YOUR ASSIGNMENT
Below are the entries. Transcribe exactly the lines from the one with "box: [376, 88, 386, 97]" through the one with "positive clicks: (373, 187)", ends included, and leave out all others.

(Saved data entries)
────────
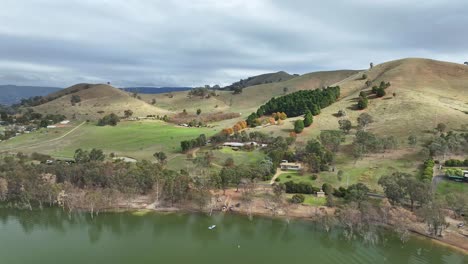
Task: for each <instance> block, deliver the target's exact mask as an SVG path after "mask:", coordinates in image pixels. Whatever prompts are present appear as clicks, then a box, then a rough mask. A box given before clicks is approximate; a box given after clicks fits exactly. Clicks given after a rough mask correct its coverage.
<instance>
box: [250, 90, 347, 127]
mask: <svg viewBox="0 0 468 264" xmlns="http://www.w3.org/2000/svg"><path fill="white" fill-rule="evenodd" d="M339 96H340V87H339V86H334V87H327V88H324V89H316V90H303V91H297V92H294V93H290V94H288V95H284V96H281V97H278V98H272V99H270V100H269V101H268V102H267V103H266V104H264V105H262V106H260V108H258V110H257V112H256V113H252V114H250V115H249V116H248V117H247V124H248V125H249V126H255V119H257V118H259V117H261V116H263V115H269V114H273V113H276V112H284V113H286V115H287V116H289V117H296V116H300V115H303V114H305V113H306V112H307V111H310V112H311V113H312V114H313V115H318V114H320V109H322V108H325V107H327V106H329V105H331V104H332V103H334V102H335V101H336V100H337V99H338V98H339Z"/></svg>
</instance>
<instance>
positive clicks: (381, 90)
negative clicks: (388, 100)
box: [376, 88, 386, 97]
mask: <svg viewBox="0 0 468 264" xmlns="http://www.w3.org/2000/svg"><path fill="white" fill-rule="evenodd" d="M385 94H386V92H385V89H384V88H379V89H377V93H376V95H377V97H383V96H385Z"/></svg>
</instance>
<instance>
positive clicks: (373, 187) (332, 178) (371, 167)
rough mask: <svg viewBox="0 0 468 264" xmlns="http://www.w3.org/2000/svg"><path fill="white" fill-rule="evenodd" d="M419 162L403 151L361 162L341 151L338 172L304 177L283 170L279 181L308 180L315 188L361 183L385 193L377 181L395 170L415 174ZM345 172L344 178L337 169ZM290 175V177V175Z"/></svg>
mask: <svg viewBox="0 0 468 264" xmlns="http://www.w3.org/2000/svg"><path fill="white" fill-rule="evenodd" d="M419 165H420V162H419V161H417V158H416V157H415V156H414V155H413V154H411V153H409V152H408V153H407V152H404V151H401V152H394V153H387V154H376V155H374V156H370V157H366V158H363V159H361V160H358V161H354V160H352V159H350V158H349V156H347V155H345V154H343V153H341V154H339V155H338V156H337V158H336V164H335V167H336V169H335V171H334V172H331V171H328V172H320V173H316V174H315V175H317V179H316V180H312V179H311V176H312V173H306V174H305V175H303V176H301V175H299V174H298V173H297V172H290V173H284V174H281V175H280V176H279V179H280V182H283V183H284V182H287V181H289V180H292V181H294V182H309V183H311V184H312V185H313V186H315V187H319V188H320V187H321V186H322V185H323V184H324V183H329V184H331V185H332V186H333V187H334V188H338V187H340V186H342V187H347V186H349V185H351V184H355V183H358V182H362V183H364V184H366V185H367V186H368V187H369V189H371V191H373V192H379V193H380V192H382V188H381V187H380V186H379V185H378V183H377V182H378V180H379V179H380V177H382V176H383V175H390V174H392V173H394V172H397V171H398V172H406V173H410V174H413V175H415V174H416V173H418V166H419ZM339 170H342V171H343V176H342V177H341V179H340V178H339V177H338V171H339ZM288 177H289V178H288Z"/></svg>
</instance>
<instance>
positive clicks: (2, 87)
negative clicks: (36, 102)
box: [0, 85, 61, 105]
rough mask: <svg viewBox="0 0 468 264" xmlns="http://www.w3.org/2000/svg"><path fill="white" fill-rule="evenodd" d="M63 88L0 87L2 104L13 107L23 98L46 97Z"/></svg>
mask: <svg viewBox="0 0 468 264" xmlns="http://www.w3.org/2000/svg"><path fill="white" fill-rule="evenodd" d="M60 89H61V88H58V87H44V86H17V85H0V104H3V105H11V104H15V103H18V102H19V101H20V100H21V99H23V98H29V97H33V96H45V95H48V94H50V93H54V92H57V91H58V90H60Z"/></svg>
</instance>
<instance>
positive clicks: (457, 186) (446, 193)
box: [436, 181, 468, 197]
mask: <svg viewBox="0 0 468 264" xmlns="http://www.w3.org/2000/svg"><path fill="white" fill-rule="evenodd" d="M449 193H462V194H465V195H468V183H465V182H455V181H442V182H440V183H439V185H438V186H437V193H436V194H437V196H440V197H444V196H445V195H447V194H449Z"/></svg>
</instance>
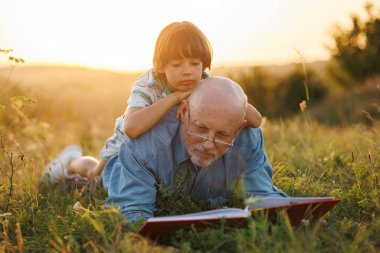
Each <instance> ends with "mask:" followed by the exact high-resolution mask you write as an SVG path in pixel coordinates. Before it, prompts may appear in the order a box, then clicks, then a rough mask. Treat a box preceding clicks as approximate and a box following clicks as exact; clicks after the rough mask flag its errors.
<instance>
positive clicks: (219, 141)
mask: <svg viewBox="0 0 380 253" xmlns="http://www.w3.org/2000/svg"><path fill="white" fill-rule="evenodd" d="M186 113H187V134H188V135H190V136H196V137H198V138H201V139H202V140H203V141H212V143H214V145H215V146H217V144H219V145H220V144H223V145H226V146H227V147H228V148H230V147H233V146H234V142H235V139H236V135H237V133H235V136H234V138H233V139H232V141H231V143H228V142H225V141H221V140H217V139H215V138H210V137H209V136H203V135H200V134H196V133H193V132H190V119H191V117H190V105H189V102H187V112H186Z"/></svg>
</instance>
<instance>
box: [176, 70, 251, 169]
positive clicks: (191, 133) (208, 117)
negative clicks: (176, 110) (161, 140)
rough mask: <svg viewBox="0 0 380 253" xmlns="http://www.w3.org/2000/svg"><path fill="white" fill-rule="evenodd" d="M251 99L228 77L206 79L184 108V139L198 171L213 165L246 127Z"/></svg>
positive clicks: (183, 117)
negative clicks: (250, 100)
mask: <svg viewBox="0 0 380 253" xmlns="http://www.w3.org/2000/svg"><path fill="white" fill-rule="evenodd" d="M246 110H247V97H246V96H245V94H244V92H243V90H242V89H241V88H240V86H239V85H238V84H237V83H235V82H234V81H232V80H230V79H228V78H225V77H209V78H207V79H204V80H202V81H201V82H200V83H199V84H197V87H196V88H195V90H194V91H193V93H192V94H191V96H190V98H189V102H188V103H187V102H184V103H183V104H182V108H181V121H182V123H183V128H182V138H183V143H184V146H185V148H186V151H187V153H188V155H189V157H190V159H191V161H192V163H193V164H194V165H195V166H196V168H198V169H201V168H204V167H207V166H209V165H210V164H211V163H213V162H214V161H215V160H216V159H218V158H219V157H221V156H222V155H223V154H224V153H225V152H226V151H227V150H228V148H230V147H231V146H233V143H234V139H235V137H236V136H237V135H238V134H239V132H240V131H241V130H242V129H243V128H244V126H245V124H246V120H245V112H246Z"/></svg>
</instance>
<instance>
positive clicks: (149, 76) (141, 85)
mask: <svg viewBox="0 0 380 253" xmlns="http://www.w3.org/2000/svg"><path fill="white" fill-rule="evenodd" d="M160 83H161V82H160V81H159V80H158V79H157V78H156V77H155V76H154V72H153V69H150V70H148V71H146V72H145V73H144V74H142V75H141V76H140V77H139V79H138V80H137V81H136V82H135V83H134V84H133V86H134V88H136V87H137V88H139V87H140V88H155V87H156V88H159V87H160V86H161V85H160Z"/></svg>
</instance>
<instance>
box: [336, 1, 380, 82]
mask: <svg viewBox="0 0 380 253" xmlns="http://www.w3.org/2000/svg"><path fill="white" fill-rule="evenodd" d="M365 9H366V12H367V19H366V20H364V19H363V18H360V17H359V16H358V15H352V17H351V23H352V26H351V28H350V29H347V30H345V29H343V28H342V27H341V26H337V27H336V29H335V31H334V32H333V35H332V38H333V40H334V45H333V46H332V47H331V48H330V52H331V55H332V57H333V59H334V60H335V62H336V63H338V67H339V68H340V69H342V70H344V71H345V72H347V74H348V75H349V76H350V77H351V78H352V79H353V80H355V81H362V80H364V79H366V78H368V77H371V76H374V75H376V74H380V9H379V10H377V11H375V10H374V6H373V4H371V3H367V4H366V6H365ZM335 70H336V69H335ZM336 74H337V73H335V77H338V75H336ZM356 83H358V82H356ZM346 86H348V84H346Z"/></svg>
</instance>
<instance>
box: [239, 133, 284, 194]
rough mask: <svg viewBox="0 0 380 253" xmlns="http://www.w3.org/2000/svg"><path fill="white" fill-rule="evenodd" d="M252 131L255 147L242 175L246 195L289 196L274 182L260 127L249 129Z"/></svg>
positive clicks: (247, 158)
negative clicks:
────────
OUTPUT
box: [376, 88, 386, 97]
mask: <svg viewBox="0 0 468 264" xmlns="http://www.w3.org/2000/svg"><path fill="white" fill-rule="evenodd" d="M385 94H386V92H385V89H384V88H379V89H377V93H376V95H377V97H383V96H385Z"/></svg>
</instance>
<instance>
positive clicks: (373, 187) (332, 178) (371, 167)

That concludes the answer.